[COMPITO 1]:
Secondo l'articolo sulla frequenza scolastica durante la pandemia, quanti giorni di scuola hanno perso in media i bambini e gli adolescenti di tutto il mondo?
[COMPITO 2]:
Prosegui l'articolo sulla frequenza scolastica durante la pandemia a partire dall'ultima frase riportata.

[ESTRATTO]:
Gli alunni italiani hanno frequentato la scuola meno della metà dei giorni previsti dalle istituzioni. Un’anomalia dettata dalla pandemia che avrà conseguenze incalcolabili nella vita emotiva e formativa degli studenti. Ne abbiamo parlato con Antonella Scoppa, studentessa del “Don Carlo La Mura” di Angri.
I bambini e gli adolescenti di tutto il mondo hanno perso in media 74 giorni di scuola. Meno della metà dei giorni previsti dalle istituzioni: è questa la media della frequenza in presenza per gli alunni. A rivelarlo è Save The Children, con un’analisi mondiale che non vuole essere esaustiva ma getta lo sguardo sulla situazione delle scuole e dell’istruzione.
I dati di Save the Children
Ad un anno dal primo lockdown generale, un primo e importante report sul mondo scolastico, con un approfondimento sulla didattica delle scuole di ogni ordine e grado di otto capoluoghi di provincia. “Da settembre 2020 a fine febbraio 2021 – si legge nella nota di Save the Children – i bambini delle scuole dell’infanzia a Bari, per esempio, hanno potuto frequentare di persona 48 giorni sui 107 previsti, contro i loro coetanei di Milano che sono stati in aula tutti i 112 giorni in calendario. Gli studenti delle scuole medie a Napoli sono andati a scuola 42 giorni su 97 mentre quelli di Roma sono stati in presenza per tutti i 108 giorni previsti. Per quanto riguarda le scuole superiori, i ragazzi e le ragazze di Reggio Calabria hanno potuto partecipare di persona alle lezioni in aula per 35,5 giorni contro i 97 del calendario, i loro coetanei di Firenze sono andati a scuola 75,1 giorni su 106”.
L’esperienza di Antonella
La didattica a distanza è stata una scelta obbligata per la scuola italiana ma sono ancora incalcolabili le conseguenze a livello psicologico e formativo che pagheranno gli studenti. A raccontare la sua esperienza Antonella Scoppa, studentessa al terzo anno del Liceo “Don Carlo La Mura” di Angri. Sollecitata dalla sua insegnante di religione, la professoressa Elisa Cafaro, la ragazza ha riflettuto sulla difficoltà di vivere le restrizioni dettate dalla pandemia per gli adolescenti: «Io spero che si trovi il modo di rendere la situazione attuale vivibile e sostenibile, dove senza spegnere la nostra vita si cerchi di fermare l’epidemia e ritornare alla vecchia normalità» confessa la giovane.

[Dati di origine]
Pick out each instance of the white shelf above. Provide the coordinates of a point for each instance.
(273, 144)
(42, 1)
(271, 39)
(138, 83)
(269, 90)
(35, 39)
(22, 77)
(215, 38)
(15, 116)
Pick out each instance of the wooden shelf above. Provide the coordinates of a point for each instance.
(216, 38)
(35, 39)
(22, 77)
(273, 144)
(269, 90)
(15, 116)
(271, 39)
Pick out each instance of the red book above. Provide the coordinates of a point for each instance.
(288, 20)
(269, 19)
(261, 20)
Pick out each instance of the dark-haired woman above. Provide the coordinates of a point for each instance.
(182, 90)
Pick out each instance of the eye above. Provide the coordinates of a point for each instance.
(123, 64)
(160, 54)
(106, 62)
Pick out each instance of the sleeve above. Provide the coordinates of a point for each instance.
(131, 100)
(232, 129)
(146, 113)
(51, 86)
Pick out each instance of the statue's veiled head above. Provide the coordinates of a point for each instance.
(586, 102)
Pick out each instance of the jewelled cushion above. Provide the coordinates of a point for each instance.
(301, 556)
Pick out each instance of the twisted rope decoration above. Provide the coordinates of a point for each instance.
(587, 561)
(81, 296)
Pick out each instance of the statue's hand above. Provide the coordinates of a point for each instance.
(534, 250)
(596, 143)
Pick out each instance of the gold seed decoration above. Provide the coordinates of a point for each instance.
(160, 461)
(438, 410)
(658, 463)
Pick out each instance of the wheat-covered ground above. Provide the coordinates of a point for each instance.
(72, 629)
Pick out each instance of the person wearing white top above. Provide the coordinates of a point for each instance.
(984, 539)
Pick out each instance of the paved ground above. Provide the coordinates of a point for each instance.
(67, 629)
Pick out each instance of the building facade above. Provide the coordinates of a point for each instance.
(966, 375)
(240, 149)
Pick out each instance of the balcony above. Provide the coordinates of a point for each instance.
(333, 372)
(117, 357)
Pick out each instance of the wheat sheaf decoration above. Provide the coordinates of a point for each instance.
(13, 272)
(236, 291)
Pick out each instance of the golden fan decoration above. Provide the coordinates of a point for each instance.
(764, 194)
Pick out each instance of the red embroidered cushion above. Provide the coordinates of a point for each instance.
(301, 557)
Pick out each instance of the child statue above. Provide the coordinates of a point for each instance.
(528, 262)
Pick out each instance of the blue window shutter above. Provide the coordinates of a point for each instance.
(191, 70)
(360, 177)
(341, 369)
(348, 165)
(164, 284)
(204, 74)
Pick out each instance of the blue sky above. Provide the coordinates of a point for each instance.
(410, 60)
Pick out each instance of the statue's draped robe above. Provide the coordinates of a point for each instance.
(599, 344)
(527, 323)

[RISPOSTA 1]:
In media hanno perso 74 giorni di scuola.

[RISPOSTA 2]:
«Per me che sono appena quindicenne – prosegue Antonella – e che mi sto trovando a vivere il terzo anno di liceo senza la convivenza reale nella classe con i docenti e i compagni, so per certo che nessuna soluzione mi potrà ridare quanto sto perdendo in virtude e conoscenza in questo irripetibile percorso scolastico».
Antonella e il suo desiderio di normalità
Antonella è giovanissima eppure ha elaborato già con grande maturità quanto sta accadendo a livello mondiale. La studentessa racconta di aver voglia di riabbracciare le vecchie abitudini, perché questa esperienza ha evidenziato proprio l’importanza delle piccole cose, quelle che appartengono alla normalità: «Gli anni di studio in classe, con il sostegno quotidiano, reale, rassicurante e illuminante dei docenti e con l’apporto armonioso e costruttivo di tutti i compagni».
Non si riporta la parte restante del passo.